## Assigned task
Pull out of the data below the stretch of lines bounded by the one containing "positive clicks: (151, 335) (130, 332)" and the one containing "262L579 268L617 269L622", both bounds included, unchanged.

## Records provided

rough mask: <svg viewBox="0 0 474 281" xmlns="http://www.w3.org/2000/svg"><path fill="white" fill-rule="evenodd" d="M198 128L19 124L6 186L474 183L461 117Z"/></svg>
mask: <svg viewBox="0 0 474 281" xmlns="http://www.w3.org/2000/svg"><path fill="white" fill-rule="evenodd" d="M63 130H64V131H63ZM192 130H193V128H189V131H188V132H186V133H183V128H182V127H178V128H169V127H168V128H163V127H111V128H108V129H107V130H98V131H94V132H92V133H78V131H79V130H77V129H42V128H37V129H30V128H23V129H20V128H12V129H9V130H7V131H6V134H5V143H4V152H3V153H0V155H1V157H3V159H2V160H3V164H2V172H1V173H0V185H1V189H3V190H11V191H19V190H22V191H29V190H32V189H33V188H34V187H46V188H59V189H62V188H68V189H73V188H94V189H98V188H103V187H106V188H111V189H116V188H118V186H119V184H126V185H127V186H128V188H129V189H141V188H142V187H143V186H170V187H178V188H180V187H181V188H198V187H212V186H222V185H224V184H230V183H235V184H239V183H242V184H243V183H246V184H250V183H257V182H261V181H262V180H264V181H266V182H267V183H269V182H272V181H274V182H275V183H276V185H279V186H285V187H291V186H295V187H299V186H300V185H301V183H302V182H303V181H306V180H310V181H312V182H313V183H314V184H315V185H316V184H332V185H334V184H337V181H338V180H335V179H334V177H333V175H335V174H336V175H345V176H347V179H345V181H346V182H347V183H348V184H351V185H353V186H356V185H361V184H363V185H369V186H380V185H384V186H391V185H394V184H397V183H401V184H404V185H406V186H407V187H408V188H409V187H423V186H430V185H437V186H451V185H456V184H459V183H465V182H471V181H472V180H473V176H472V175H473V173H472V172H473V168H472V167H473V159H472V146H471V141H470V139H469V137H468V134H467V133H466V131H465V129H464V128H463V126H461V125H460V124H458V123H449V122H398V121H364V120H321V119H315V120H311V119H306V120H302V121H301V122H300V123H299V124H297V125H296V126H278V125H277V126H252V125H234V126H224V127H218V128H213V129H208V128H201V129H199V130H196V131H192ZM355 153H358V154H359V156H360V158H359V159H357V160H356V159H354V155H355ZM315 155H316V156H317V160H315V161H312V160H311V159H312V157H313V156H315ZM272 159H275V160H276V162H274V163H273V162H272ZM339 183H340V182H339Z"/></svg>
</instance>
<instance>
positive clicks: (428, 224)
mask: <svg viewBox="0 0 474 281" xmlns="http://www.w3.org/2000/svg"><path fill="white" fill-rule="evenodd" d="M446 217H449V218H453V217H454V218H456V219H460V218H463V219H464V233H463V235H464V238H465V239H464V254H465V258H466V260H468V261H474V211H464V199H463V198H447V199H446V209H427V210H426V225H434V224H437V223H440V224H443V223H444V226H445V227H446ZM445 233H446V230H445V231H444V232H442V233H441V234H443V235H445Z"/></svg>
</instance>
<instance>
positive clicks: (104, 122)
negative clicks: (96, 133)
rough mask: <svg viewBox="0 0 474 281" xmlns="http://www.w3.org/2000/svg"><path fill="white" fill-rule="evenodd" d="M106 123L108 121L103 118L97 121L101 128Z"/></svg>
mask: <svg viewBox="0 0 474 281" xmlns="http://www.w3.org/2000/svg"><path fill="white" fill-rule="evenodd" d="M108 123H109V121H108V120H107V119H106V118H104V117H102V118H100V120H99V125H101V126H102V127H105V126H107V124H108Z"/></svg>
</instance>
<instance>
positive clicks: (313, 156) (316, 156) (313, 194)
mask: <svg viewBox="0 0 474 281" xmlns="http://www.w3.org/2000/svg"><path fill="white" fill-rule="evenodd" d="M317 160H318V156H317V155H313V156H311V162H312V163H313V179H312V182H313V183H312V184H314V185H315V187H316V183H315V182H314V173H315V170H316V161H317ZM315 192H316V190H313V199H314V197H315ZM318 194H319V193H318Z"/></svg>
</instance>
* * *
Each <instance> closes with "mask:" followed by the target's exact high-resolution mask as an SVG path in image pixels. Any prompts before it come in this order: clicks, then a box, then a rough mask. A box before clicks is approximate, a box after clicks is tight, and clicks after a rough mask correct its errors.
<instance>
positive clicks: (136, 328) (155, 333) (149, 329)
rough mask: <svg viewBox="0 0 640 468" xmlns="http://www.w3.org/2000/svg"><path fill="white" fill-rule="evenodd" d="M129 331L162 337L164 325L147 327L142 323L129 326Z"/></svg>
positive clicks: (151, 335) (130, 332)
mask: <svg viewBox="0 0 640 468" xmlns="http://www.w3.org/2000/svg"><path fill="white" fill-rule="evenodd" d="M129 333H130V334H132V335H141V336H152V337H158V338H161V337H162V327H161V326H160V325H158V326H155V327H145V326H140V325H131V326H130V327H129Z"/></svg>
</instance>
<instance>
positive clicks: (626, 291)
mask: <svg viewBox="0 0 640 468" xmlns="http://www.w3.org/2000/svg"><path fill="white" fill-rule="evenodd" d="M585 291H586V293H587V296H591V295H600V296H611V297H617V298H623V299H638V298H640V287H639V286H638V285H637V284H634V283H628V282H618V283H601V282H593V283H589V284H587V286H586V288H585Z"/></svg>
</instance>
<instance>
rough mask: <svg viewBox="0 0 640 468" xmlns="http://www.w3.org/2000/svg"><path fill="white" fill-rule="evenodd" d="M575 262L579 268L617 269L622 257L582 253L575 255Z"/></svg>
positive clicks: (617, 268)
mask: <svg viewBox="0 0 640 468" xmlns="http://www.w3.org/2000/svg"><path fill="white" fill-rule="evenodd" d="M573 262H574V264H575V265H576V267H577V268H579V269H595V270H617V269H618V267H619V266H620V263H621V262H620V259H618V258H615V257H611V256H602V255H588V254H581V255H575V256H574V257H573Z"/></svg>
--
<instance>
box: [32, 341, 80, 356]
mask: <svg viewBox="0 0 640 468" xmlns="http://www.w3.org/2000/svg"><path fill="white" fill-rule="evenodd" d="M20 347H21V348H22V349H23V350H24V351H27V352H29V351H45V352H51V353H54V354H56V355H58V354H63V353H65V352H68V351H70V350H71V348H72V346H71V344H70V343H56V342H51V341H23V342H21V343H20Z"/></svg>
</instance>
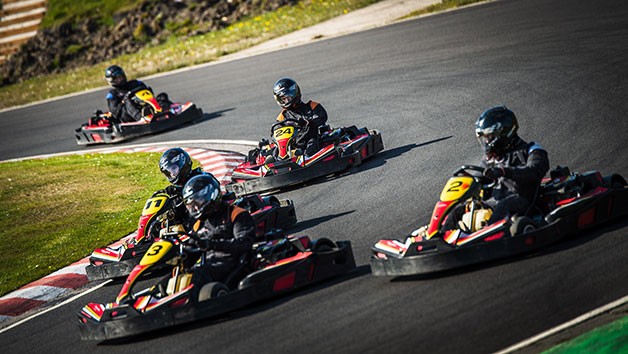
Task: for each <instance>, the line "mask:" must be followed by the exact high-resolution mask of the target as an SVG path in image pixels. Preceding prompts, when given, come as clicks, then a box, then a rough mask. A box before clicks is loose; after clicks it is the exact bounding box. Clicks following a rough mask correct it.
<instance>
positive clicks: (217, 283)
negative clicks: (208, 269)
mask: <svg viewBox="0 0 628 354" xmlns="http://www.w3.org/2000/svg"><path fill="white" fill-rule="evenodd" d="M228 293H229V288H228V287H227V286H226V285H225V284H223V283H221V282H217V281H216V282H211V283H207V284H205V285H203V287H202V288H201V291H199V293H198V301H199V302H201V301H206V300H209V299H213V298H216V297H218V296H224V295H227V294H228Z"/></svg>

## Output for this exercise
positive clicks: (151, 335) (130, 332)
mask: <svg viewBox="0 0 640 468" xmlns="http://www.w3.org/2000/svg"><path fill="white" fill-rule="evenodd" d="M129 333H130V334H132V335H141V336H152V337H158V338H161V337H162V327H161V326H160V325H158V326H155V327H145V326H140V325H131V326H130V327H129Z"/></svg>
</instance>
<instance>
positive clicks: (626, 291)
mask: <svg viewBox="0 0 640 468" xmlns="http://www.w3.org/2000/svg"><path fill="white" fill-rule="evenodd" d="M585 291H586V293H587V296H591V295H600V296H611V297H617V298H623V299H638V298H640V287H639V286H638V285H637V284H634V283H628V282H618V283H601V282H593V283H589V284H587V286H586V288H585Z"/></svg>
</instance>
<instance>
rough mask: <svg viewBox="0 0 640 468" xmlns="http://www.w3.org/2000/svg"><path fill="white" fill-rule="evenodd" d="M575 262L579 268L617 269L622 257L582 253L575 255Z"/></svg>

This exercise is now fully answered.